** begin DATASET ENTRIES **

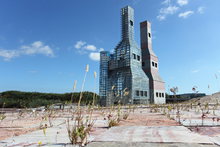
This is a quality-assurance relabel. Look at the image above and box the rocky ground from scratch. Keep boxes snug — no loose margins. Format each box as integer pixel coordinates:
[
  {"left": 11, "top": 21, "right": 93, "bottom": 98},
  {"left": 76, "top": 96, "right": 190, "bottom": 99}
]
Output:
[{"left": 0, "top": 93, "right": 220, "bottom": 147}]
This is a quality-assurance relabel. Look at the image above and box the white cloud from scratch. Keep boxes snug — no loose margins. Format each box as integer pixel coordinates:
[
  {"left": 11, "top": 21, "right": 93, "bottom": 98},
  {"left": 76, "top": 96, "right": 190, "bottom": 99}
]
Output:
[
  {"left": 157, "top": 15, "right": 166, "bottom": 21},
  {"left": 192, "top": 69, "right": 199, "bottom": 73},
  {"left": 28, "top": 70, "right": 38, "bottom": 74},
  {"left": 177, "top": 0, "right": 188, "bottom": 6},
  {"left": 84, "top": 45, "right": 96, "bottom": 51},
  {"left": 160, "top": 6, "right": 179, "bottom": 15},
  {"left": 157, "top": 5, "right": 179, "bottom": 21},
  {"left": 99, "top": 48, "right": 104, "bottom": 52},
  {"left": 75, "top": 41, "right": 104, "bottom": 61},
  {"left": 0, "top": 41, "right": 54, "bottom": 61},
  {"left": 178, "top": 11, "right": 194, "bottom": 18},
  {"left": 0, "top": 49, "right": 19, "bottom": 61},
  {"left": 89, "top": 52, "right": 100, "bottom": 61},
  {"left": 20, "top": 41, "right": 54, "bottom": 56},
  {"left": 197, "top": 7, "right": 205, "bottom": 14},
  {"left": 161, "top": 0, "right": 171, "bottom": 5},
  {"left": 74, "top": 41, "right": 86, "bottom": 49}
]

** end DATASET ENTRIES **
** begin DATASET ENTRIES **

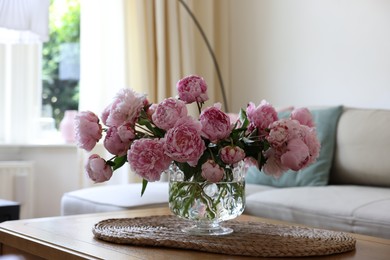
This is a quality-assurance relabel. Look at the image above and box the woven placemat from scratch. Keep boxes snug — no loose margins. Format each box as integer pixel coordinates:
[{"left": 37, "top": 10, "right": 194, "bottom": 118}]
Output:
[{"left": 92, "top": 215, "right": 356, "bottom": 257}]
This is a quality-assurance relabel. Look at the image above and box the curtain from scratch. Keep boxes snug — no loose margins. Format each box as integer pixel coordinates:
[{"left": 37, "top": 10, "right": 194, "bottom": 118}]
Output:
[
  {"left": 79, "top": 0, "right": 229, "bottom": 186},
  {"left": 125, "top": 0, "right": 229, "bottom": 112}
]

** end DATASET ENTRIES **

WHAT TO PRODUCE — Count the lines in the rows above that contain the string "relabel", matching case exactly, and reply with only that number.

COMPLETE RESPONSE — 4